## INSTRUCTIONS FOR THE TASK
In the records below, the lines from the one containing "Target: metal clothing" through the last are to be reproduced exactly and alone.

*** DATASET ***

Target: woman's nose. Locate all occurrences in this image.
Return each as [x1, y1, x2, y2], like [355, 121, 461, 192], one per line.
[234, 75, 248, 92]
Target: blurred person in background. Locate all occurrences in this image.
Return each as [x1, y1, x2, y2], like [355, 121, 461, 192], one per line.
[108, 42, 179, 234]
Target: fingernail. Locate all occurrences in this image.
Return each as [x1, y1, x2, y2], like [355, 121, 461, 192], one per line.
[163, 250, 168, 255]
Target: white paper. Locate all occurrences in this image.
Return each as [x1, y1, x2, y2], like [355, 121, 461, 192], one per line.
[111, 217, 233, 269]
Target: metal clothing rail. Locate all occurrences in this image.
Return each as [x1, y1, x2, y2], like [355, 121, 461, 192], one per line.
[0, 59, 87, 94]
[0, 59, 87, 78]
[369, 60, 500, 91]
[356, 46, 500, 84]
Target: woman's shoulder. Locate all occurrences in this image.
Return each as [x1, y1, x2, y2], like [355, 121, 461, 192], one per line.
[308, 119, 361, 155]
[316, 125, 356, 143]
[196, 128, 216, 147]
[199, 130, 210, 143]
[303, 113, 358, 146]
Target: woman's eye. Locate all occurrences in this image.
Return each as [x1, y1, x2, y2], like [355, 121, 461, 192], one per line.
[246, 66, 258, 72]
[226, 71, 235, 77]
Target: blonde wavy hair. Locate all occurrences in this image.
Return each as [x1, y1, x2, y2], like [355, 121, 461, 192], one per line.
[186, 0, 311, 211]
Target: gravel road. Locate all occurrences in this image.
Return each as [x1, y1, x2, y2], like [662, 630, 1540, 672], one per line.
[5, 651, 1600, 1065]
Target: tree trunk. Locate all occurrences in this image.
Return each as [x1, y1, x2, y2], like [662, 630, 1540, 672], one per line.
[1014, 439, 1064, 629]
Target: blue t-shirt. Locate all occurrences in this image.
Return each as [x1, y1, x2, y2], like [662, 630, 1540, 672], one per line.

*** End of DATASET ***

## ANSWER SPACE
Target: metal clothing rail. Locate all occurrences in this image.
Return each as [x1, y1, x2, y2], like [355, 121, 461, 192], one per line.
[0, 59, 87, 94]
[0, 59, 87, 78]
[369, 60, 500, 91]
[356, 46, 500, 84]
Target: woman's shoulder. Locate all occurrences in this image.
Return each as [x1, y1, x2, y2], like [355, 121, 461, 192], one per line.
[308, 119, 361, 155]
[316, 125, 356, 143]
[196, 128, 216, 147]
[199, 130, 210, 143]
[303, 113, 358, 146]
Target: woman's eye. Locate all occurrences in this image.
Return each as [x1, y1, x2, y2], like [355, 121, 461, 192], one per line.
[246, 66, 258, 72]
[226, 71, 235, 77]
Target: blonde wavy hair. Locate all occurrences in this image.
Return each as [x1, y1, x2, y2], like [355, 121, 461, 192], one per line.
[186, 0, 311, 211]
Target: gravel road. Locate all occurrences in this image.
Return each as [x1, y1, x2, y2], like [662, 630, 1540, 672], one per line.
[5, 651, 1600, 1065]
Target: tree trunk. Locate all occurrences in this image.
Return each as [x1, y1, x2, y2], like [662, 630, 1540, 672], one per line.
[1014, 439, 1064, 629]
Target: blue t-shirt. Locate all occurrences in this image.
Return each as [x1, y1, x2, y2], like [662, 630, 1540, 672], one per line.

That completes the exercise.